**PROBLEM STATEMENT:** The lines to extract start at the one containing "of the brown" and end with the last line; give them exactly and nothing more.

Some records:
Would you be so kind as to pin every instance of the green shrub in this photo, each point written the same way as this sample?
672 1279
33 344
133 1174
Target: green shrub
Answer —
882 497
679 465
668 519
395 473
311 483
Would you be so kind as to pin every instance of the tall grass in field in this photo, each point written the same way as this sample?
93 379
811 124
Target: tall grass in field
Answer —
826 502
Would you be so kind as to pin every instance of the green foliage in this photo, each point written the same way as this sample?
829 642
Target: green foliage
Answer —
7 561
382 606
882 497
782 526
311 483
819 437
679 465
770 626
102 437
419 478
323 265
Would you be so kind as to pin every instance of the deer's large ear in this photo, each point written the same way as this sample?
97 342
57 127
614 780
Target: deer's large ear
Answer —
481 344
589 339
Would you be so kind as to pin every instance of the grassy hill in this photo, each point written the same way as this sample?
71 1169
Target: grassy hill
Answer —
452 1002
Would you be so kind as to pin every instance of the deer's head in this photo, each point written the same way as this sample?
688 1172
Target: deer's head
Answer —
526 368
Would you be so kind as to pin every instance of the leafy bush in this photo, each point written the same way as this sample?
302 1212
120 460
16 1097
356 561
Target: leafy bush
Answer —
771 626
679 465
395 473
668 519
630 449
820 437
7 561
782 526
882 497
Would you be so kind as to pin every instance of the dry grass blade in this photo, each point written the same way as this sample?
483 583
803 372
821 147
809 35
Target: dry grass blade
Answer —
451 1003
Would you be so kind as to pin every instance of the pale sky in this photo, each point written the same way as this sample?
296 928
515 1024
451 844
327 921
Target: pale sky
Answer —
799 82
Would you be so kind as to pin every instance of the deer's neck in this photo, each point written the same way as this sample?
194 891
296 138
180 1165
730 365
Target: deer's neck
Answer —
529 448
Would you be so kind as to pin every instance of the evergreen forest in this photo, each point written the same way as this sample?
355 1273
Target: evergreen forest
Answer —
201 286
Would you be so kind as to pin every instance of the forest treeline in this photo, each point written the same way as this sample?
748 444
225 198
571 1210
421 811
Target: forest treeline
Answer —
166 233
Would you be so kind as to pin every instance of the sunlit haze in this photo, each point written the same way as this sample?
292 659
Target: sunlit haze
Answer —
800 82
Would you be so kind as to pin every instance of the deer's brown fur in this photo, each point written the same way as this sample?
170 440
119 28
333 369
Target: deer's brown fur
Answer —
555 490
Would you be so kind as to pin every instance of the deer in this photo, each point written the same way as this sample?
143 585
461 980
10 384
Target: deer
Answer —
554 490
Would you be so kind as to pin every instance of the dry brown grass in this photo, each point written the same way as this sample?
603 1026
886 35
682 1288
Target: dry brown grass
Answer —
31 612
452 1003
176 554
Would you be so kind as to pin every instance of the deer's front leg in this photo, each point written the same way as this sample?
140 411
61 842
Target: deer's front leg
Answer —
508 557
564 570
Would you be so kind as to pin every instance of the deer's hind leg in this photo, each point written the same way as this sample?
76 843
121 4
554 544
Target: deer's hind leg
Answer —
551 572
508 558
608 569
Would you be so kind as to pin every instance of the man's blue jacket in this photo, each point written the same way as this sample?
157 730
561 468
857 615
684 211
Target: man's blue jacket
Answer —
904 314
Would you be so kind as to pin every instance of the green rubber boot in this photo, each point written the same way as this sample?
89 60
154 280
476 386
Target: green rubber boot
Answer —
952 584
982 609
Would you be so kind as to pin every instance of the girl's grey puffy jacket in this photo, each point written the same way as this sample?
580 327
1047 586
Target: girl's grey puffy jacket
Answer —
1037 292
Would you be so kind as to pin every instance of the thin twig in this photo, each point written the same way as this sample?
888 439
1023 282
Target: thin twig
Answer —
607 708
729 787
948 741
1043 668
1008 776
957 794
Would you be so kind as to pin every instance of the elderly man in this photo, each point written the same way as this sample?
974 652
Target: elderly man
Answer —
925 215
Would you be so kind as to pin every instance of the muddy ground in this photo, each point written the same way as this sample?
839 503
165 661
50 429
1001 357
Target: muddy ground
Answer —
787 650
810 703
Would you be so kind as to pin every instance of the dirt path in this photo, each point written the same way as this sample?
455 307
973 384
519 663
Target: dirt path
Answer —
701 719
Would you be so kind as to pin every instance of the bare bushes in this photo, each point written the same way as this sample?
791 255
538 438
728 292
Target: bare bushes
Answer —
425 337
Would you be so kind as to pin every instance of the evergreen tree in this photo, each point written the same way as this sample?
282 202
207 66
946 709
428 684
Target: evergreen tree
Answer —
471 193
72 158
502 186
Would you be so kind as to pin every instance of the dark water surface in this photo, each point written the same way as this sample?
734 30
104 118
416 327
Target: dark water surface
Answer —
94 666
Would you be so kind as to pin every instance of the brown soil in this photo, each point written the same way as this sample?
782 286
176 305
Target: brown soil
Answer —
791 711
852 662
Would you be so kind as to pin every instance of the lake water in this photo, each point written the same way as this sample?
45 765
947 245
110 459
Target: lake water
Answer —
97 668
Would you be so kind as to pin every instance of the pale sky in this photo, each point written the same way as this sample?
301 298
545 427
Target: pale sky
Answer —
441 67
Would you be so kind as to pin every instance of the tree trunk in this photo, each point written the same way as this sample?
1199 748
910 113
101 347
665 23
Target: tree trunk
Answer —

**SOLUTION:**
Would you be so kind as to pin every instance of the brown soil in this photo, each point written the same way as this sample?
782 286
176 305
Target: brown soil
Answer —
791 711
852 662
Would you be so kind as to pin every instance of the lake water in this photo, each point written the same way as this sample?
45 765
947 245
110 459
Target: lake water
Answer —
97 668
Would you be so kind as to pin every instance of the pale sky in this photo, each point written the same way as this sample?
301 298
545 427
Target: pale sky
Answer —
441 67
Would you be so kind as to pin every instance of the tree trunk in this photo, each point written the same way as this sample?
1199 748
910 113
101 347
665 23
Target: tree trunk
Answer —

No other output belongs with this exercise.